* _Text provided_:
If you have the patience to do one strip at a time you can get a good dedicated film scanner at a decent price. The Nikon CoolScan V ED is about the same price as the Epson V700 flatbed and will give better scans than any flatbed. People often scan their entire film collection after converting to digital and then put them up on Ebay. A couple less expensive ones you might look for are the Canon 4000 and Minolta Dual III.

My film scanner automatically feeds the strip, but one strip at a time requires a lot of work for a large collection. The two Epsons I listed above take 4 strips at a time and the Canon 5 strips. And the quality is better than lower end dedicated film scanners. Few flatbeds have that kind of film scan quality. Scanning a large film collection is a lot of work. I'm not about to do it one strip at a time with my film scanner. And spending all that time to scan my collection with a lower end flatbed is out of the question.


----------



## ChuckE (Aug 30, 2004)

* _Task objective_:
Continue the forum thread about scanning film with dedicated and flatbed scanners from the point where it stops.

* _Dataset content_:
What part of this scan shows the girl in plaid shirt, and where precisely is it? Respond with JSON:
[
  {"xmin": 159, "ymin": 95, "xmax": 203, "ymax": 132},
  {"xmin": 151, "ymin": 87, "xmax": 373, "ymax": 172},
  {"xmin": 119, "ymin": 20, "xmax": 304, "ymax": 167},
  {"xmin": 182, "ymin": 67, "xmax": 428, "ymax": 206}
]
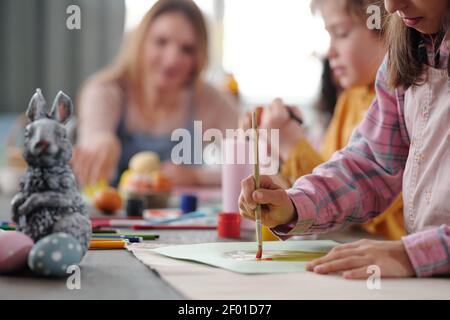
[{"xmin": 239, "ymin": 0, "xmax": 450, "ymax": 279}]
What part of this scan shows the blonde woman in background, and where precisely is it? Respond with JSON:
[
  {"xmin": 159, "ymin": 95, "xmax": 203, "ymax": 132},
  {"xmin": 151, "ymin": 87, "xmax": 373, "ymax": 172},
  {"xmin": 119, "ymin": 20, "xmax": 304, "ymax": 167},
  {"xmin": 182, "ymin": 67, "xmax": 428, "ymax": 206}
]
[{"xmin": 73, "ymin": 0, "xmax": 237, "ymax": 185}]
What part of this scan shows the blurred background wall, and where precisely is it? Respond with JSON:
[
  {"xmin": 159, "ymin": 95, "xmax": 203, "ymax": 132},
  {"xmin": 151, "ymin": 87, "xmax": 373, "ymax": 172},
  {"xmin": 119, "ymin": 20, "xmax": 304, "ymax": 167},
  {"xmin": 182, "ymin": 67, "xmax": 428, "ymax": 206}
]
[{"xmin": 0, "ymin": 0, "xmax": 125, "ymax": 112}]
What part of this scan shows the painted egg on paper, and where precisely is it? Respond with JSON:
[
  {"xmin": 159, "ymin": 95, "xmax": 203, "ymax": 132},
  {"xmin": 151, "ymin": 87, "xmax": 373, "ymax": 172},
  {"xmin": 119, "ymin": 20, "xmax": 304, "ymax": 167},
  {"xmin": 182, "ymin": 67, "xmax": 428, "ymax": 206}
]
[{"xmin": 28, "ymin": 233, "xmax": 82, "ymax": 277}]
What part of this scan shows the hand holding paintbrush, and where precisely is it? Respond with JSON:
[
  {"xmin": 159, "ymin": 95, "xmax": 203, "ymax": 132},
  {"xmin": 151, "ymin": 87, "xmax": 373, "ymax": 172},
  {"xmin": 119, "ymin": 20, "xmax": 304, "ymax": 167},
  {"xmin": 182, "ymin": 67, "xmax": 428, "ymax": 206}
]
[{"xmin": 252, "ymin": 112, "xmax": 262, "ymax": 259}]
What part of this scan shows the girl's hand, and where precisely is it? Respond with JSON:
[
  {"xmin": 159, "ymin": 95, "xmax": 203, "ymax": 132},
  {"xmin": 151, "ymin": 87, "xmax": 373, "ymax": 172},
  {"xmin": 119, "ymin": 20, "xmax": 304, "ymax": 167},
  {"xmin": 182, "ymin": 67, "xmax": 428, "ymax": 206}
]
[
  {"xmin": 306, "ymin": 240, "xmax": 415, "ymax": 279},
  {"xmin": 239, "ymin": 176, "xmax": 296, "ymax": 228},
  {"xmin": 72, "ymin": 134, "xmax": 121, "ymax": 187}
]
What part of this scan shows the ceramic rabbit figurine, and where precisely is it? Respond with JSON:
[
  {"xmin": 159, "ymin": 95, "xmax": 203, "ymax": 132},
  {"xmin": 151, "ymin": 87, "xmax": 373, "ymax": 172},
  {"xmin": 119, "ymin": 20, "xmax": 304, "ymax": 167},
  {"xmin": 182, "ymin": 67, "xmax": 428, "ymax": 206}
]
[{"xmin": 12, "ymin": 89, "xmax": 92, "ymax": 255}]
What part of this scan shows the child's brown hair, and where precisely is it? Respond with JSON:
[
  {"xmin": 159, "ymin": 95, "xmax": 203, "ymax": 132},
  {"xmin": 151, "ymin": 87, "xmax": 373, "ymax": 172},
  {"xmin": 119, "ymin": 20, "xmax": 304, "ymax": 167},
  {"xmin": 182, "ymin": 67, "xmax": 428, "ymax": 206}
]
[
  {"xmin": 311, "ymin": 0, "xmax": 386, "ymax": 35},
  {"xmin": 386, "ymin": 14, "xmax": 450, "ymax": 89}
]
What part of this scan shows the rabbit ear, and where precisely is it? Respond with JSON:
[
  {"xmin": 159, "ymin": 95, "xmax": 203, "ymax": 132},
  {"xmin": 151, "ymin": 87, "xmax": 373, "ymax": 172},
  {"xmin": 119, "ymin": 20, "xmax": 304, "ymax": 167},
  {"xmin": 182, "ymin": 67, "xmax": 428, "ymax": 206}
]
[
  {"xmin": 26, "ymin": 89, "xmax": 47, "ymax": 122},
  {"xmin": 50, "ymin": 91, "xmax": 73, "ymax": 123}
]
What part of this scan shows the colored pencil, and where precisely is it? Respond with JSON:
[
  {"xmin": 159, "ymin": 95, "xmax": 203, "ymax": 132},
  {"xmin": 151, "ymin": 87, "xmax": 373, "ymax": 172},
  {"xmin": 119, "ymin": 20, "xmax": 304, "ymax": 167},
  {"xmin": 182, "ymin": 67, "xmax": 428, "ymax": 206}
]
[
  {"xmin": 89, "ymin": 239, "xmax": 128, "ymax": 249},
  {"xmin": 92, "ymin": 233, "xmax": 159, "ymax": 240},
  {"xmin": 131, "ymin": 225, "xmax": 217, "ymax": 230}
]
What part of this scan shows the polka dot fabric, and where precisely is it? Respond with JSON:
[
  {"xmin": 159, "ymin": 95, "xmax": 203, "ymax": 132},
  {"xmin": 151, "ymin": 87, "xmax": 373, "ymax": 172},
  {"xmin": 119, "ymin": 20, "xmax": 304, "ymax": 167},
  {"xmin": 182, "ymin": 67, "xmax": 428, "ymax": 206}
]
[{"xmin": 28, "ymin": 233, "xmax": 82, "ymax": 277}]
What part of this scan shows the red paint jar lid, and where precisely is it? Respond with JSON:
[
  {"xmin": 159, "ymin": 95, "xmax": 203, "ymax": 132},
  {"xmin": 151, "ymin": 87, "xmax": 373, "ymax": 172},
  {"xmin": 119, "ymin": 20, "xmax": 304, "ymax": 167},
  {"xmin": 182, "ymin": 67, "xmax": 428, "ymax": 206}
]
[{"xmin": 217, "ymin": 212, "xmax": 241, "ymax": 239}]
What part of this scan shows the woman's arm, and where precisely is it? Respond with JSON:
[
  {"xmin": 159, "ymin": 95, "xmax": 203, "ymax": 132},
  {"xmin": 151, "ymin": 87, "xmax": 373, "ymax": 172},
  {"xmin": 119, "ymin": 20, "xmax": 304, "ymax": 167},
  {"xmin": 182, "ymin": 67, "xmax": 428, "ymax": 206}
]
[{"xmin": 72, "ymin": 79, "xmax": 122, "ymax": 186}]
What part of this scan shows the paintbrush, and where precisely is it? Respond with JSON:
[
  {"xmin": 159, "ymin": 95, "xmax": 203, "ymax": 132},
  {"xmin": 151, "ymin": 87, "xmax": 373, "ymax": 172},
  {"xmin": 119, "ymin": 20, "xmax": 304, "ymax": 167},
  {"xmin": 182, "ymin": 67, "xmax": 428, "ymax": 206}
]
[{"xmin": 252, "ymin": 112, "xmax": 262, "ymax": 259}]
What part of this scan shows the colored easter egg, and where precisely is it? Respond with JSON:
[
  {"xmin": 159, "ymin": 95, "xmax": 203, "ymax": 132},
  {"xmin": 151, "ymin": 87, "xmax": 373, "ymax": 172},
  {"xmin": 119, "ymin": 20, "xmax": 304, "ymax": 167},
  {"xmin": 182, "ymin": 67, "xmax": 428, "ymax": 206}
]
[
  {"xmin": 0, "ymin": 231, "xmax": 34, "ymax": 273},
  {"xmin": 94, "ymin": 187, "xmax": 122, "ymax": 214},
  {"xmin": 28, "ymin": 233, "xmax": 83, "ymax": 277}
]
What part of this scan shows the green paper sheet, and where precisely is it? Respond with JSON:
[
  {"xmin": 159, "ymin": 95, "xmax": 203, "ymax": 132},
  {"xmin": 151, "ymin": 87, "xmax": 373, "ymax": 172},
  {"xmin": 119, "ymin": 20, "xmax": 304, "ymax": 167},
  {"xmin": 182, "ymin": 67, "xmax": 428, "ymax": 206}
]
[{"xmin": 151, "ymin": 240, "xmax": 338, "ymax": 274}]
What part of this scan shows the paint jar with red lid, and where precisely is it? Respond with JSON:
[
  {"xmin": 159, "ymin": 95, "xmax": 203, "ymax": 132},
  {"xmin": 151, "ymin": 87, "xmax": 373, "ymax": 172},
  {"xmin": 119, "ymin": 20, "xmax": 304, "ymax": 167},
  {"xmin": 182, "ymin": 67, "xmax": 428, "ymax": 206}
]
[{"xmin": 217, "ymin": 212, "xmax": 241, "ymax": 239}]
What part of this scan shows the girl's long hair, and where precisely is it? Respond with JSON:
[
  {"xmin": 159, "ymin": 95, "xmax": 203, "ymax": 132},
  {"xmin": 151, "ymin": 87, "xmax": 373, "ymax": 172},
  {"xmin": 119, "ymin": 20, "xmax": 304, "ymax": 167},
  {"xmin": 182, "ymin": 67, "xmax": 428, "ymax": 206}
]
[{"xmin": 386, "ymin": 10, "xmax": 450, "ymax": 89}]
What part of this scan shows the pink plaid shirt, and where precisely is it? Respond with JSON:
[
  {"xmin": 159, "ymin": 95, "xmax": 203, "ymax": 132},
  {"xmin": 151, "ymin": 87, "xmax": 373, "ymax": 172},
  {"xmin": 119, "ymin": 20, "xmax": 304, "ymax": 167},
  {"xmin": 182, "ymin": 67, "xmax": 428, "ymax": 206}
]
[{"xmin": 273, "ymin": 33, "xmax": 450, "ymax": 276}]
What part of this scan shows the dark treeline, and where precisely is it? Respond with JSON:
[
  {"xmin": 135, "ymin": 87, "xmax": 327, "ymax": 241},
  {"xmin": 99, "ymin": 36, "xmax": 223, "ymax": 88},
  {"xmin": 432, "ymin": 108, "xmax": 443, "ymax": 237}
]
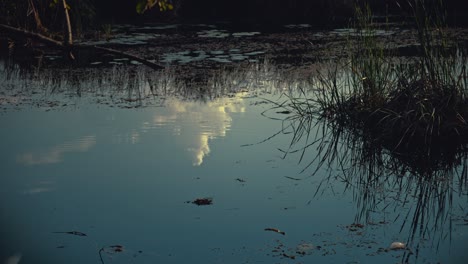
[{"xmin": 0, "ymin": 0, "xmax": 468, "ymax": 29}]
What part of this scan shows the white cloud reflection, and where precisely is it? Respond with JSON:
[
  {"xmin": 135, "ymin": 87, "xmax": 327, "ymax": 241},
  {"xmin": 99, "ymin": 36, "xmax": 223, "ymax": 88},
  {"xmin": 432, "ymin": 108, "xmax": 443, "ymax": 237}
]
[
  {"xmin": 153, "ymin": 93, "xmax": 249, "ymax": 166},
  {"xmin": 16, "ymin": 136, "xmax": 96, "ymax": 165}
]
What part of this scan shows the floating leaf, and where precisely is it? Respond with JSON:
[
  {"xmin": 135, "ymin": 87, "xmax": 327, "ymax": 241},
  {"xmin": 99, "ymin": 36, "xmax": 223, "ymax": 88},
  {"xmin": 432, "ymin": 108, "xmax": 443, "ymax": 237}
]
[
  {"xmin": 192, "ymin": 198, "xmax": 213, "ymax": 206},
  {"xmin": 53, "ymin": 231, "xmax": 87, "ymax": 236},
  {"xmin": 390, "ymin": 242, "xmax": 406, "ymax": 250},
  {"xmin": 265, "ymin": 227, "xmax": 286, "ymax": 236}
]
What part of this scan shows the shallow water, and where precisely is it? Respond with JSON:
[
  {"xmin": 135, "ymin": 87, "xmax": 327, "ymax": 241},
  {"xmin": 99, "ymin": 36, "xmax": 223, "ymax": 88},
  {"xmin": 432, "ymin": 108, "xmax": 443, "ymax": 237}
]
[{"xmin": 0, "ymin": 46, "xmax": 468, "ymax": 264}]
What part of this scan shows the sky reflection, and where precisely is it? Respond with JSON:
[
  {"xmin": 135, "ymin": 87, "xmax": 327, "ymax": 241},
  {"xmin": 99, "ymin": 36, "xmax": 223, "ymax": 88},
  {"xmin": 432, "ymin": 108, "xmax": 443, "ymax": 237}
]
[
  {"xmin": 16, "ymin": 136, "xmax": 96, "ymax": 166},
  {"xmin": 153, "ymin": 93, "xmax": 249, "ymax": 166}
]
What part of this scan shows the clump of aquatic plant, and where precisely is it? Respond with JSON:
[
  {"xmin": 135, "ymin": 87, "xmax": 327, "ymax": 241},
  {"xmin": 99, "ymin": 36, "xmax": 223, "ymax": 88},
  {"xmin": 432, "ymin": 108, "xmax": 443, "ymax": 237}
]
[{"xmin": 308, "ymin": 0, "xmax": 468, "ymax": 173}]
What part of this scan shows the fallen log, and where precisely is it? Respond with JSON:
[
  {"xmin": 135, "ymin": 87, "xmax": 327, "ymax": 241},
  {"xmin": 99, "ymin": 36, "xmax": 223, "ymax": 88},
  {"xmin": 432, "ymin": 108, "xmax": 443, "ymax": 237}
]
[{"xmin": 0, "ymin": 24, "xmax": 165, "ymax": 70}]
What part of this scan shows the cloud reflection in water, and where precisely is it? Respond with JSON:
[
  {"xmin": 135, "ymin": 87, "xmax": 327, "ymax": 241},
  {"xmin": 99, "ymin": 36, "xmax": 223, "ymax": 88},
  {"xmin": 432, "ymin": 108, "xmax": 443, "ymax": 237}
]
[{"xmin": 153, "ymin": 93, "xmax": 249, "ymax": 166}]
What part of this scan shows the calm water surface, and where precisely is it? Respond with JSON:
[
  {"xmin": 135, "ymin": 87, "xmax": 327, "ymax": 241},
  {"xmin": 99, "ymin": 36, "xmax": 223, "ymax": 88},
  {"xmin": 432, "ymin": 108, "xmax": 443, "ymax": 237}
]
[{"xmin": 0, "ymin": 56, "xmax": 468, "ymax": 264}]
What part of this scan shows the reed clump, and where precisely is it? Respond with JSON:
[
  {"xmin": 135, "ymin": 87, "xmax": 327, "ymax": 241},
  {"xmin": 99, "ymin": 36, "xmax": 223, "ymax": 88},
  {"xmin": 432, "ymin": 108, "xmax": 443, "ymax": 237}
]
[{"xmin": 317, "ymin": 0, "xmax": 468, "ymax": 167}]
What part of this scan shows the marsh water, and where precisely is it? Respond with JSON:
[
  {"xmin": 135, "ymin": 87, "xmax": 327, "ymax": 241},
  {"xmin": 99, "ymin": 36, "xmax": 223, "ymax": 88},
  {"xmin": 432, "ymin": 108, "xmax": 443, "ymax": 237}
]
[{"xmin": 0, "ymin": 25, "xmax": 468, "ymax": 264}]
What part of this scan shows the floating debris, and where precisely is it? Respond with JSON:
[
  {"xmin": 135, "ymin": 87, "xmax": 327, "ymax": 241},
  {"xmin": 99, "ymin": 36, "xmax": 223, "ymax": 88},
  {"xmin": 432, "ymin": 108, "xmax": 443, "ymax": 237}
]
[
  {"xmin": 52, "ymin": 231, "xmax": 87, "ymax": 236},
  {"xmin": 296, "ymin": 243, "xmax": 321, "ymax": 256},
  {"xmin": 99, "ymin": 245, "xmax": 124, "ymax": 264},
  {"xmin": 187, "ymin": 198, "xmax": 213, "ymax": 206},
  {"xmin": 265, "ymin": 228, "xmax": 286, "ymax": 236},
  {"xmin": 390, "ymin": 242, "xmax": 406, "ymax": 250}
]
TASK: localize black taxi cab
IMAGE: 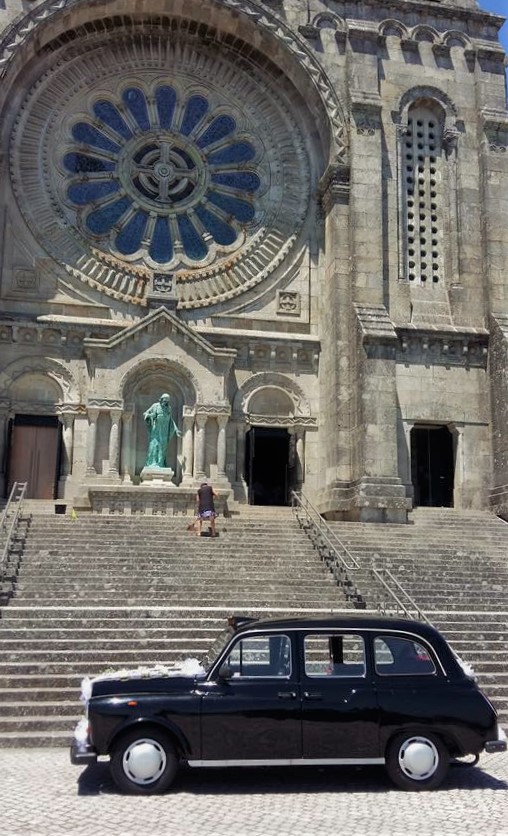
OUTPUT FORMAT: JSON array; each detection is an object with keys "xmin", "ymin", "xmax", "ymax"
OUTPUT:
[{"xmin": 71, "ymin": 615, "xmax": 506, "ymax": 794}]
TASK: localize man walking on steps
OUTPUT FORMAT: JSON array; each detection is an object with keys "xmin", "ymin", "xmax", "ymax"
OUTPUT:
[{"xmin": 196, "ymin": 482, "xmax": 218, "ymax": 537}]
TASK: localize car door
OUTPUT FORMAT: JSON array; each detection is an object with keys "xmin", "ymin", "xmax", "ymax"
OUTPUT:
[
  {"xmin": 373, "ymin": 632, "xmax": 446, "ymax": 745},
  {"xmin": 301, "ymin": 631, "xmax": 379, "ymax": 762},
  {"xmin": 200, "ymin": 633, "xmax": 302, "ymax": 763}
]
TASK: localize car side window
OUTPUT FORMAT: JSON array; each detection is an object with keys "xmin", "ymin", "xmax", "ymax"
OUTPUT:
[
  {"xmin": 304, "ymin": 633, "xmax": 365, "ymax": 677},
  {"xmin": 374, "ymin": 636, "xmax": 436, "ymax": 676},
  {"xmin": 226, "ymin": 635, "xmax": 291, "ymax": 679}
]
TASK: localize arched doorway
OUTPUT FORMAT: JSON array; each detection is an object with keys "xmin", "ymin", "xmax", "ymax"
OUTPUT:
[
  {"xmin": 245, "ymin": 427, "xmax": 290, "ymax": 505},
  {"xmin": 6, "ymin": 372, "xmax": 62, "ymax": 499},
  {"xmin": 7, "ymin": 415, "xmax": 61, "ymax": 499},
  {"xmin": 411, "ymin": 425, "xmax": 455, "ymax": 508}
]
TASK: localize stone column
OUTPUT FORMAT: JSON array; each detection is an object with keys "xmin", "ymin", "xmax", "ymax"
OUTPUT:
[
  {"xmin": 86, "ymin": 409, "xmax": 100, "ymax": 476},
  {"xmin": 399, "ymin": 421, "xmax": 414, "ymax": 500},
  {"xmin": 60, "ymin": 415, "xmax": 74, "ymax": 482},
  {"xmin": 236, "ymin": 422, "xmax": 245, "ymax": 484},
  {"xmin": 109, "ymin": 409, "xmax": 122, "ymax": 478},
  {"xmin": 120, "ymin": 412, "xmax": 133, "ymax": 483},
  {"xmin": 182, "ymin": 412, "xmax": 194, "ymax": 485},
  {"xmin": 217, "ymin": 415, "xmax": 229, "ymax": 480},
  {"xmin": 194, "ymin": 414, "xmax": 208, "ymax": 481}
]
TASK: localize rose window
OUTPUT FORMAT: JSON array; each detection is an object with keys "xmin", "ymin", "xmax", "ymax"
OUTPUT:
[
  {"xmin": 63, "ymin": 85, "xmax": 260, "ymax": 265},
  {"xmin": 10, "ymin": 33, "xmax": 313, "ymax": 309}
]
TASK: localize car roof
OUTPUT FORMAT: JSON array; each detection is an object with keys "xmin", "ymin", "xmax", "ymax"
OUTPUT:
[{"xmin": 233, "ymin": 614, "xmax": 443, "ymax": 639}]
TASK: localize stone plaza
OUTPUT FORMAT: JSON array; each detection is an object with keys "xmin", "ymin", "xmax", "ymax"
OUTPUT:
[{"xmin": 0, "ymin": 749, "xmax": 508, "ymax": 836}]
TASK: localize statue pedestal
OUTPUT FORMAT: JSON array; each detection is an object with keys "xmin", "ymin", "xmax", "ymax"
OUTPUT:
[{"xmin": 139, "ymin": 467, "xmax": 175, "ymax": 485}]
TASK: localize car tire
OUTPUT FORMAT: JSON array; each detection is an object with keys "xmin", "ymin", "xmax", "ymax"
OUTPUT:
[
  {"xmin": 110, "ymin": 727, "xmax": 178, "ymax": 795},
  {"xmin": 386, "ymin": 732, "xmax": 450, "ymax": 792}
]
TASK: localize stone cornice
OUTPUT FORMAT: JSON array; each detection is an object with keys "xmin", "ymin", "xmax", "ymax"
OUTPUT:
[{"xmin": 396, "ymin": 325, "xmax": 489, "ymax": 368}]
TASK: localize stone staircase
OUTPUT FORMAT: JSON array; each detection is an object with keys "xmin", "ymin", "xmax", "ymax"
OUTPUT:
[
  {"xmin": 324, "ymin": 508, "xmax": 508, "ymax": 726},
  {"xmin": 0, "ymin": 508, "xmax": 508, "ymax": 746},
  {"xmin": 0, "ymin": 509, "xmax": 352, "ymax": 747}
]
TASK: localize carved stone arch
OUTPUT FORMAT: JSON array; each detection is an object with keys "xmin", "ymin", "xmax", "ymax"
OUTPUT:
[
  {"xmin": 443, "ymin": 29, "xmax": 471, "ymax": 49},
  {"xmin": 118, "ymin": 357, "xmax": 202, "ymax": 406},
  {"xmin": 379, "ymin": 18, "xmax": 409, "ymax": 38},
  {"xmin": 233, "ymin": 372, "xmax": 311, "ymax": 417},
  {"xmin": 0, "ymin": 357, "xmax": 81, "ymax": 403},
  {"xmin": 398, "ymin": 85, "xmax": 457, "ymax": 132},
  {"xmin": 0, "ymin": 0, "xmax": 347, "ymax": 167},
  {"xmin": 312, "ymin": 12, "xmax": 347, "ymax": 32},
  {"xmin": 411, "ymin": 24, "xmax": 441, "ymax": 44}
]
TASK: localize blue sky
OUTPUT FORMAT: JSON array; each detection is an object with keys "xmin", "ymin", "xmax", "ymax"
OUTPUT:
[{"xmin": 478, "ymin": 0, "xmax": 508, "ymax": 51}]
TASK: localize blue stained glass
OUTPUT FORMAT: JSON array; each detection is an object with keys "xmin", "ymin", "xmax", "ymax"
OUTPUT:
[
  {"xmin": 93, "ymin": 99, "xmax": 132, "ymax": 139},
  {"xmin": 155, "ymin": 86, "xmax": 176, "ymax": 129},
  {"xmin": 64, "ymin": 153, "xmax": 116, "ymax": 174},
  {"xmin": 208, "ymin": 142, "xmax": 256, "ymax": 165},
  {"xmin": 150, "ymin": 218, "xmax": 173, "ymax": 264},
  {"xmin": 86, "ymin": 197, "xmax": 131, "ymax": 235},
  {"xmin": 122, "ymin": 87, "xmax": 150, "ymax": 131},
  {"xmin": 207, "ymin": 191, "xmax": 255, "ymax": 223},
  {"xmin": 180, "ymin": 96, "xmax": 208, "ymax": 136},
  {"xmin": 212, "ymin": 171, "xmax": 261, "ymax": 192},
  {"xmin": 196, "ymin": 116, "xmax": 236, "ymax": 148},
  {"xmin": 196, "ymin": 206, "xmax": 236, "ymax": 245},
  {"xmin": 178, "ymin": 215, "xmax": 208, "ymax": 261},
  {"xmin": 67, "ymin": 180, "xmax": 120, "ymax": 206},
  {"xmin": 115, "ymin": 212, "xmax": 148, "ymax": 255},
  {"xmin": 72, "ymin": 122, "xmax": 120, "ymax": 154},
  {"xmin": 133, "ymin": 142, "xmax": 159, "ymax": 163}
]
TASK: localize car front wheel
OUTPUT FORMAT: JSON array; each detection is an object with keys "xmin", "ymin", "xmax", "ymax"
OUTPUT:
[
  {"xmin": 386, "ymin": 733, "xmax": 450, "ymax": 791},
  {"xmin": 111, "ymin": 729, "xmax": 178, "ymax": 795}
]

* _Output of the exercise_:
There is a heck of a lot to color photography and negatives than just inversing the color plate, granted. Whether or not your negatives have a high pronounced orange tint to them may have a lot to do with the gels or emulsions used in the film, or even the subjects being photographed. There is even a lot of difference in the lines of film within the same company (Kodak has many different color film lines.)

IrfanView is not a photoshop. It does not have the tools to correct for varying histograms. I do not profess to know anything at all about photography and film developing. All I mentioned was what to look for in scanners to scan in negative film stock.

I only off-handily, and regrettably, mentioned that there are tools, like IrfanView, that can do a reversal of a negative. If you need professional results, get professional tools.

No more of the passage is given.